* INFORMATION PROVIDED *
:::
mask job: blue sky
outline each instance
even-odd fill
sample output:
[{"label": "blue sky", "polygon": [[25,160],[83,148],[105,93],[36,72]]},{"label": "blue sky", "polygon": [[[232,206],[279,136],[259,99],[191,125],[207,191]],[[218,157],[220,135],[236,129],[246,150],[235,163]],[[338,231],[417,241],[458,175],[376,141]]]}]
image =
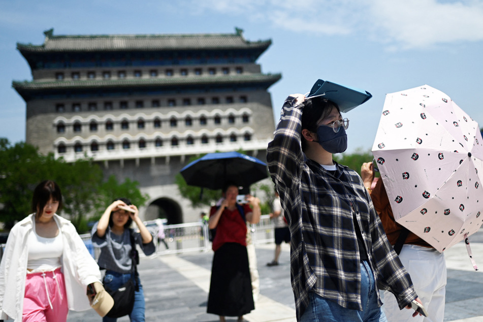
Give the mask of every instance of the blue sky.
[{"label": "blue sky", "polygon": [[[483,126],[482,0],[0,0],[0,137],[25,140],[25,104],[12,80],[31,80],[17,42],[54,35],[233,33],[271,39],[259,58],[281,73],[270,89],[276,122],[285,98],[319,78],[373,96],[343,115],[348,148],[369,150],[385,94],[427,84]],[[48,124],[46,124],[49,126]]]}]

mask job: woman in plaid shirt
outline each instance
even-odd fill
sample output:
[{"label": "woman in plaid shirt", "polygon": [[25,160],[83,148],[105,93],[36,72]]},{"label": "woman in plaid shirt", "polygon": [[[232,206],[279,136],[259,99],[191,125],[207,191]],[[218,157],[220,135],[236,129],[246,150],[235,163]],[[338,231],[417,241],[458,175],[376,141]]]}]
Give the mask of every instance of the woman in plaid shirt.
[{"label": "woman in plaid shirt", "polygon": [[387,320],[378,288],[401,309],[417,296],[361,177],[332,159],[347,147],[348,120],[324,97],[289,96],[267,150],[292,236],[297,320]]}]

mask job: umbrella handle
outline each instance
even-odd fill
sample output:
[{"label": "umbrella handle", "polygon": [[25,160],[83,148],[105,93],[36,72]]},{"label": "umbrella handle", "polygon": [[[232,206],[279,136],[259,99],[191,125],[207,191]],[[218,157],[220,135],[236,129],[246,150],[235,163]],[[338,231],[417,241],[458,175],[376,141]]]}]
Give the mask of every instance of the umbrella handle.
[{"label": "umbrella handle", "polygon": [[476,266],[476,262],[474,261],[473,258],[473,253],[471,252],[471,247],[470,247],[470,242],[468,239],[468,233],[465,234],[465,244],[466,244],[466,251],[468,252],[468,255],[470,256],[470,261],[473,265],[473,268],[474,270],[478,270],[478,266]]}]

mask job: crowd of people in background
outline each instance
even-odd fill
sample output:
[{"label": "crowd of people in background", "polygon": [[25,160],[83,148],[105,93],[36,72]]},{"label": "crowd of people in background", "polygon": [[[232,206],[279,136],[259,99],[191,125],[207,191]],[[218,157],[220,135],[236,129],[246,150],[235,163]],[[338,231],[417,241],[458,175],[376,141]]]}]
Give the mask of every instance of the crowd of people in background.
[{"label": "crowd of people in background", "polygon": [[[400,311],[414,301],[422,302],[433,320],[442,320],[444,256],[396,224],[382,181],[373,185],[371,163],[363,165],[361,178],[333,160],[347,147],[348,126],[337,100],[293,94],[282,115],[267,149],[276,198],[270,214],[275,254],[267,265],[278,265],[281,244],[290,243],[297,320],[410,320],[417,312]],[[213,251],[207,311],[221,322],[226,316],[241,321],[260,293],[247,225],[260,220],[261,201],[248,195],[246,203],[238,203],[238,185],[229,180],[222,192],[209,215],[200,218],[210,230]],[[128,315],[132,321],[145,320],[137,249],[153,253],[154,239],[169,248],[162,222],[153,236],[136,205],[114,200],[92,228],[92,243],[100,249],[96,262],[73,224],[57,214],[62,201],[55,182],[41,182],[32,213],[10,232],[0,264],[0,319],[65,321],[69,310],[90,307],[86,288],[101,282],[111,291],[134,285]],[[395,251],[397,244],[401,249]],[[408,272],[409,261],[420,264]],[[422,281],[417,270],[428,269],[434,272],[431,280]],[[116,317],[108,314],[102,319]]]}]

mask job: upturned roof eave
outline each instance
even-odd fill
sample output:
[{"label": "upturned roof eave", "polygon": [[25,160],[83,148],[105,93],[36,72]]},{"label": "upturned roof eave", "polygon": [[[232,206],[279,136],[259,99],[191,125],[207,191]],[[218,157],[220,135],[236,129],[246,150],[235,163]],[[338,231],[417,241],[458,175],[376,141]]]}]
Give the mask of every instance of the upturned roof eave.
[{"label": "upturned roof eave", "polygon": [[[159,86],[162,87],[172,87],[174,86],[216,86],[217,85],[240,85],[242,84],[258,83],[264,84],[266,89],[278,81],[281,78],[281,74],[264,74],[255,77],[227,77],[226,76],[213,77],[211,81],[200,81],[199,79],[193,80],[182,80],[181,82],[159,82],[152,81],[159,80],[128,80],[127,81],[59,81],[57,82],[29,82],[16,81],[12,83],[12,87],[22,96],[25,102],[30,100],[31,95],[39,91],[52,90],[72,90],[92,89],[99,90],[103,88],[110,89],[113,88],[125,89],[127,88],[150,87]],[[210,78],[207,77],[204,80],[209,81]],[[213,79],[218,78],[217,79]],[[46,87],[45,85],[56,85]],[[79,86],[80,85],[80,86]]]},{"label": "upturned roof eave", "polygon": [[272,44],[271,40],[260,42],[247,42],[245,45],[230,45],[226,46],[185,46],[172,47],[85,47],[77,48],[47,48],[44,45],[36,45],[30,44],[17,43],[17,49],[23,53],[69,53],[69,52],[119,52],[122,51],[180,51],[183,50],[230,50],[259,49],[266,50]]},{"label": "upturned roof eave", "polygon": [[262,82],[271,79],[278,80],[281,74],[266,74],[243,76],[202,76],[200,77],[176,77],[173,78],[130,79],[123,80],[62,80],[52,81],[14,81],[15,88],[25,89],[76,88],[100,87],[112,87],[132,86],[178,86],[189,85],[210,85],[227,83]]}]

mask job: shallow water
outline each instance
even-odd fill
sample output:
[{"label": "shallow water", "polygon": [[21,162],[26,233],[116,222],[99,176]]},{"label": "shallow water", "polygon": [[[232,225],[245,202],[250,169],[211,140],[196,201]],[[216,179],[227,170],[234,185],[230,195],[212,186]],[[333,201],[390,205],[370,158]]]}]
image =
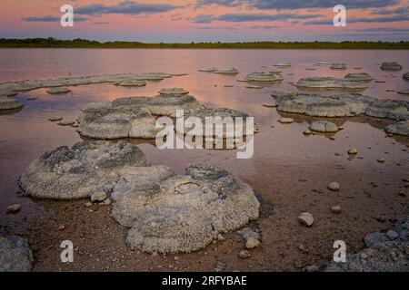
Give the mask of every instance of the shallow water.
[{"label": "shallow water", "polygon": [[[348,69],[334,71],[329,66],[313,65],[320,61],[346,63]],[[385,61],[396,61],[404,65],[404,70],[383,72],[379,66]],[[273,66],[282,62],[290,62],[293,66]],[[235,67],[240,74],[197,72],[198,68],[206,66]],[[354,69],[357,67],[362,70]],[[262,71],[281,71],[284,80],[261,90],[246,89],[245,82],[236,82],[249,72]],[[145,87],[138,88],[105,83],[71,87],[73,92],[65,95],[48,95],[45,89],[20,93],[17,98],[25,106],[18,111],[0,114],[0,233],[26,234],[25,221],[45,214],[46,210],[38,203],[16,194],[16,182],[25,167],[45,150],[81,140],[74,128],[58,126],[48,121],[48,118],[61,116],[74,120],[87,102],[124,96],[154,96],[164,87],[183,87],[207,106],[244,111],[254,117],[260,132],[255,136],[254,156],[251,160],[236,160],[234,151],[158,150],[152,144],[142,142],[141,148],[152,163],[166,164],[178,172],[192,162],[220,165],[248,182],[264,197],[270,197],[270,200],[275,200],[275,193],[285,194],[286,190],[294,191],[303,198],[307,190],[324,188],[334,180],[352,191],[375,181],[385,188],[393,188],[391,194],[395,194],[402,188],[400,180],[409,172],[408,138],[385,138],[382,129],[388,121],[365,117],[334,119],[333,121],[343,124],[344,130],[335,134],[335,140],[331,140],[329,135],[303,135],[313,119],[290,115],[295,119],[294,123],[280,124],[277,120],[283,114],[262,105],[271,99],[273,90],[295,90],[291,83],[302,77],[343,77],[357,72],[368,72],[375,80],[386,82],[371,82],[364,93],[380,99],[409,100],[395,92],[386,92],[409,89],[409,82],[402,79],[407,71],[407,51],[0,49],[0,82],[123,72],[188,73],[148,82]],[[229,84],[234,87],[224,87]],[[27,101],[27,97],[37,99]],[[359,154],[351,159],[346,152],[353,147]],[[379,164],[377,159],[384,159],[386,163]],[[300,179],[308,182],[300,183]],[[17,202],[22,204],[22,212],[6,215],[7,206]],[[304,203],[308,204],[308,200]],[[407,199],[405,205],[399,210],[407,211]],[[361,210],[361,206],[364,207],[356,205],[355,213]],[[382,208],[379,205],[378,209]]]}]

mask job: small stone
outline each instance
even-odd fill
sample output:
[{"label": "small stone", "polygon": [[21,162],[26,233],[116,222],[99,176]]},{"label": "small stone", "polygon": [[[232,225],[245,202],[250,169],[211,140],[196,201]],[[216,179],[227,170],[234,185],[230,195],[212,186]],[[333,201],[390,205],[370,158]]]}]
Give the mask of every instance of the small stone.
[{"label": "small stone", "polygon": [[311,226],[313,226],[313,223],[314,223],[314,217],[309,212],[303,212],[298,217],[298,221],[303,226],[311,227]]},{"label": "small stone", "polygon": [[61,120],[63,120],[63,117],[51,117],[51,118],[48,118],[48,121],[61,121]]},{"label": "small stone", "polygon": [[15,214],[21,210],[21,205],[18,203],[7,207],[7,213]]},{"label": "small stone", "polygon": [[239,257],[242,259],[246,259],[250,257],[250,253],[247,250],[242,250],[239,253]]},{"label": "small stone", "polygon": [[95,191],[93,192],[93,194],[91,195],[91,200],[94,201],[104,201],[107,198],[106,196],[106,192],[105,192],[104,190],[101,191]]},{"label": "small stone", "polygon": [[293,118],[281,118],[278,121],[282,124],[291,124],[292,122],[294,122],[294,119]]},{"label": "small stone", "polygon": [[340,206],[334,206],[331,208],[331,212],[333,214],[340,214],[341,213],[341,207]]},{"label": "small stone", "polygon": [[305,271],[307,272],[318,272],[320,267],[316,265],[310,265],[305,267]]},{"label": "small stone", "polygon": [[106,198],[105,200],[104,200],[103,204],[105,206],[109,206],[112,204],[112,199],[111,198]]},{"label": "small stone", "polygon": [[390,229],[390,230],[388,230],[388,231],[386,232],[386,237],[387,237],[389,239],[395,239],[396,237],[399,237],[399,234],[396,233],[394,230]]},{"label": "small stone", "polygon": [[225,240],[225,237],[223,237],[222,234],[218,234],[218,235],[217,235],[217,239],[218,239],[219,241],[224,241],[224,240]]},{"label": "small stone", "polygon": [[328,184],[328,188],[333,191],[339,191],[340,186],[336,182],[331,182],[330,184]]}]

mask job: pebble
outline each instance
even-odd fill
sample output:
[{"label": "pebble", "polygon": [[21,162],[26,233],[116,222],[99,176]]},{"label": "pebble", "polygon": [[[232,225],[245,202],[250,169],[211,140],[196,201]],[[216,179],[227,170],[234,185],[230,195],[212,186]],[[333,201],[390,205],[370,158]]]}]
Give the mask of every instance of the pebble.
[{"label": "pebble", "polygon": [[294,119],[293,118],[281,118],[278,121],[282,124],[291,124],[292,122],[294,122]]},{"label": "pebble", "polygon": [[331,212],[333,214],[340,214],[341,213],[341,207],[340,206],[334,206],[331,208]]},{"label": "pebble", "polygon": [[91,201],[104,201],[106,199],[106,192],[105,192],[104,190],[95,191],[91,195]]},{"label": "pebble", "polygon": [[246,259],[246,258],[249,258],[250,257],[250,253],[247,251],[247,250],[242,250],[242,251],[240,251],[240,253],[239,253],[239,256],[240,256],[240,258],[242,258],[242,259]]},{"label": "pebble", "polygon": [[311,226],[313,226],[313,223],[314,223],[314,217],[309,212],[303,212],[298,217],[298,221],[303,226],[311,227]]},{"label": "pebble", "polygon": [[7,207],[7,213],[15,214],[21,210],[21,205],[18,203]]},{"label": "pebble", "polygon": [[333,191],[339,191],[339,184],[336,182],[331,182],[330,184],[328,184],[328,188],[333,190]]}]

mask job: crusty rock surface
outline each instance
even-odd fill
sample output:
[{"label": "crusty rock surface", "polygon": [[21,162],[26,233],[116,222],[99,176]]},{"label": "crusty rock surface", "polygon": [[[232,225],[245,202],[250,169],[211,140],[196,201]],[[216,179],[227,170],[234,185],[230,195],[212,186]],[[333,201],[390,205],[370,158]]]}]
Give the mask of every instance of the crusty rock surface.
[{"label": "crusty rock surface", "polygon": [[70,92],[71,92],[70,89],[65,87],[52,87],[47,90],[47,92],[49,94],[63,94]]},{"label": "crusty rock surface", "polygon": [[394,124],[386,126],[384,130],[387,133],[409,136],[409,120],[401,121]]},{"label": "crusty rock surface", "polygon": [[155,139],[158,130],[154,115],[175,117],[178,109],[188,113],[202,107],[195,97],[180,94],[93,102],[83,108],[78,131],[95,139]]},{"label": "crusty rock surface", "polygon": [[314,117],[352,117],[360,114],[392,120],[409,119],[409,102],[377,100],[357,93],[324,95],[275,92],[277,110]]},{"label": "crusty rock surface", "polygon": [[43,154],[24,170],[19,184],[25,195],[34,198],[88,198],[115,181],[125,166],[147,166],[144,152],[135,145],[82,141]]},{"label": "crusty rock surface", "polygon": [[0,272],[29,272],[33,253],[20,237],[0,237]]},{"label": "crusty rock surface", "polygon": [[400,71],[402,70],[402,65],[396,62],[386,62],[382,63],[381,70],[384,71]]},{"label": "crusty rock surface", "polygon": [[244,78],[246,82],[277,82],[284,78],[278,73],[271,72],[252,72]]},{"label": "crusty rock surface", "polygon": [[346,256],[346,263],[332,262],[327,272],[407,272],[409,270],[409,217],[384,232],[368,234],[366,248]]},{"label": "crusty rock surface", "polygon": [[113,192],[113,217],[131,227],[132,248],[188,253],[258,218],[253,189],[216,167],[190,165],[182,176],[160,168],[146,179],[142,186],[118,182]]},{"label": "crusty rock surface", "polygon": [[23,108],[25,105],[14,97],[0,96],[0,111],[15,110]]},{"label": "crusty rock surface", "polygon": [[336,79],[333,77],[308,77],[300,79],[295,86],[299,88],[316,89],[366,89],[368,81],[357,78]]},{"label": "crusty rock surface", "polygon": [[310,130],[317,132],[336,132],[338,126],[327,121],[314,121],[310,125]]}]

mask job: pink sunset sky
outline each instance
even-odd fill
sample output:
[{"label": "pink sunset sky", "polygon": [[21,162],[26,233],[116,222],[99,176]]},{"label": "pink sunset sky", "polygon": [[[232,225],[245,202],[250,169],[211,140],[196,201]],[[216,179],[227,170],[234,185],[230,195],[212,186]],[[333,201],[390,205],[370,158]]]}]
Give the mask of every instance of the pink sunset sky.
[{"label": "pink sunset sky", "polygon": [[[63,5],[75,26],[62,27]],[[334,27],[335,5],[347,26]],[[147,43],[409,40],[408,0],[2,0],[0,38]]]}]

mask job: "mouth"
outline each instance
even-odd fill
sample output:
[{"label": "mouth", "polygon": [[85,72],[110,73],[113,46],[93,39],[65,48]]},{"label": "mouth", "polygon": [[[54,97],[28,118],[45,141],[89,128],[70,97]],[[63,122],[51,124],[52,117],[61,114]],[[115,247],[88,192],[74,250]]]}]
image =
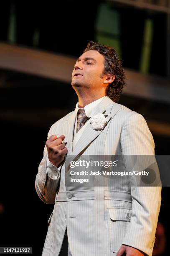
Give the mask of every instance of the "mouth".
[{"label": "mouth", "polygon": [[73,76],[73,77],[80,77],[81,76],[83,76],[83,75],[81,74],[80,74],[80,73],[76,73],[76,74],[74,74],[74,75]]}]

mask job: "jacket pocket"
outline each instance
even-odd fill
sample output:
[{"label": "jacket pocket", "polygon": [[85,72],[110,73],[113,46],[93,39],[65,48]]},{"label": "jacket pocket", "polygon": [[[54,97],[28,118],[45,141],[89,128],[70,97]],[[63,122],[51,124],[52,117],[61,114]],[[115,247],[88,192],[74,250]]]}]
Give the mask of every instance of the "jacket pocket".
[{"label": "jacket pocket", "polygon": [[132,210],[127,208],[110,208],[109,211],[109,229],[110,250],[117,253],[127,231],[132,215]]},{"label": "jacket pocket", "polygon": [[48,223],[49,225],[50,225],[50,223],[51,222],[51,220],[52,216],[53,216],[53,212],[52,212],[52,213],[50,217],[50,218],[48,219]]}]

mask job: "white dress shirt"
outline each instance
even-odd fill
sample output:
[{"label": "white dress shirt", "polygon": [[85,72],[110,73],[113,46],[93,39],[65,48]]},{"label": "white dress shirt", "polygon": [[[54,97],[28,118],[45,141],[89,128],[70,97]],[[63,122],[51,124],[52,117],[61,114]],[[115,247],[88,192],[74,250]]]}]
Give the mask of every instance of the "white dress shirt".
[{"label": "white dress shirt", "polygon": [[[106,96],[104,96],[101,98],[100,98],[96,100],[95,100],[93,102],[89,103],[88,105],[86,105],[84,108],[84,108],[85,112],[86,115],[88,118],[91,117],[95,111],[95,108],[96,106],[100,103],[100,102],[103,100],[103,99]],[[79,109],[81,108],[79,108],[79,102],[77,103],[76,105],[76,108],[74,110],[74,113],[75,114],[75,124],[74,125],[74,139],[73,141],[72,144],[72,149],[74,150],[75,147],[80,137],[81,137],[84,129],[86,128],[86,127],[87,126],[87,124],[90,121],[90,120],[87,120],[86,122],[85,125],[81,127],[81,128],[79,130],[78,133],[76,132],[77,130],[77,111]],[[47,165],[46,169],[47,172],[48,176],[51,179],[57,179],[59,177],[59,172],[60,171],[61,166],[57,168],[55,165],[52,164],[49,161],[48,157],[47,157]]]}]

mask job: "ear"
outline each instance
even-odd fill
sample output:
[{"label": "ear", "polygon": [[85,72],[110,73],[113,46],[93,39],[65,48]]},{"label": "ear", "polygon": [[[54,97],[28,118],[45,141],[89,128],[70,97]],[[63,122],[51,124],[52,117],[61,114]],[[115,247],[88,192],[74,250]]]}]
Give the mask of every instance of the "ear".
[{"label": "ear", "polygon": [[105,79],[103,82],[104,84],[111,84],[115,79],[115,76],[114,74],[107,74],[105,75],[104,78]]}]

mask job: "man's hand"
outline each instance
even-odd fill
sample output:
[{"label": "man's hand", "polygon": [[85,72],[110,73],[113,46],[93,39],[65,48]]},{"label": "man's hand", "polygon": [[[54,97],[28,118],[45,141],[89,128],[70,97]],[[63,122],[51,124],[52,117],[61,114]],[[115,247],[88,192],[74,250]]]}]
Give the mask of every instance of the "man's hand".
[{"label": "man's hand", "polygon": [[64,135],[58,138],[56,135],[52,135],[46,141],[49,161],[57,168],[60,166],[67,153],[66,144],[63,143],[64,138]]},{"label": "man's hand", "polygon": [[117,256],[145,256],[141,251],[131,246],[122,245],[119,250]]}]

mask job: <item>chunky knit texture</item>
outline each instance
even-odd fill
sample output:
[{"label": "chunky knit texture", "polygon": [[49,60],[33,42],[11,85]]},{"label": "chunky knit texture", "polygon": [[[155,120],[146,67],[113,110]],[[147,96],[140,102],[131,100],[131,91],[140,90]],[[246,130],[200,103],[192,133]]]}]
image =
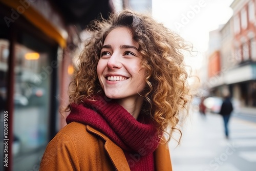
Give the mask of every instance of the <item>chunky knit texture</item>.
[{"label": "chunky knit texture", "polygon": [[154,170],[153,152],[160,138],[154,125],[136,120],[126,110],[102,96],[72,104],[67,118],[97,129],[123,149],[131,170]]}]

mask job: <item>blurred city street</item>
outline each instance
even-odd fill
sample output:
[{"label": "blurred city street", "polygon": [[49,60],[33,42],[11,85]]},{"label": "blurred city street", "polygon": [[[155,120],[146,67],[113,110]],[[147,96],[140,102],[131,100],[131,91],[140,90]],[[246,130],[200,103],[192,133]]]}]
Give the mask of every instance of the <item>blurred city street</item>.
[{"label": "blurred city street", "polygon": [[190,113],[181,144],[169,143],[173,170],[255,170],[256,111],[244,111],[231,115],[228,139],[220,115],[208,113],[204,118],[198,112]]}]

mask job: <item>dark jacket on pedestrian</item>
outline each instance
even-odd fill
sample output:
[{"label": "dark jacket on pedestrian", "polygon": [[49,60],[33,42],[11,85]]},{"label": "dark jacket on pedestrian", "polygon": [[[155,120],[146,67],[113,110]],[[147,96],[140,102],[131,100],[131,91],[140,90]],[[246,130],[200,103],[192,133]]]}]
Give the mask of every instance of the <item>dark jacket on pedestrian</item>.
[{"label": "dark jacket on pedestrian", "polygon": [[228,115],[231,114],[232,111],[233,105],[232,104],[230,98],[225,98],[221,105],[220,114],[221,115]]}]

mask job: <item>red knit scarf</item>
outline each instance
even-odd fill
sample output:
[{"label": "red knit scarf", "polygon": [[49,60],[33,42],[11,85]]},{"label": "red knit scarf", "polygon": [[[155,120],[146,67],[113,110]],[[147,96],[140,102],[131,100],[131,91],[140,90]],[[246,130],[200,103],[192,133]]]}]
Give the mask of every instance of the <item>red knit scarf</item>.
[{"label": "red knit scarf", "polygon": [[154,125],[145,119],[136,120],[105,96],[97,96],[94,100],[72,104],[67,122],[88,124],[108,136],[123,149],[131,170],[154,170],[153,153],[160,141]]}]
:::
* AIM OF THE EXERCISE *
Copy the stretch of the records from their start through the line containing "Give the mask of every instance of the blue", substituting "open sky" for every "blue sky" and changing nothing else. Leave the pictures out of the answer.

* REPLY *
mask job: open sky
outline each instance
even-odd fill
sample output:
[{"label": "open sky", "polygon": [[25,160],[83,148],[105,93],[36,72]]},{"label": "open sky", "polygon": [[[232,206],[279,136],[259,99],[191,125],[207,191]],[[218,157],[220,135],[236,129],[246,150],[235,163]],[[338,231],[417,241],[458,175],[376,141]]]}]
image =
Give the mask of every instance of the open sky.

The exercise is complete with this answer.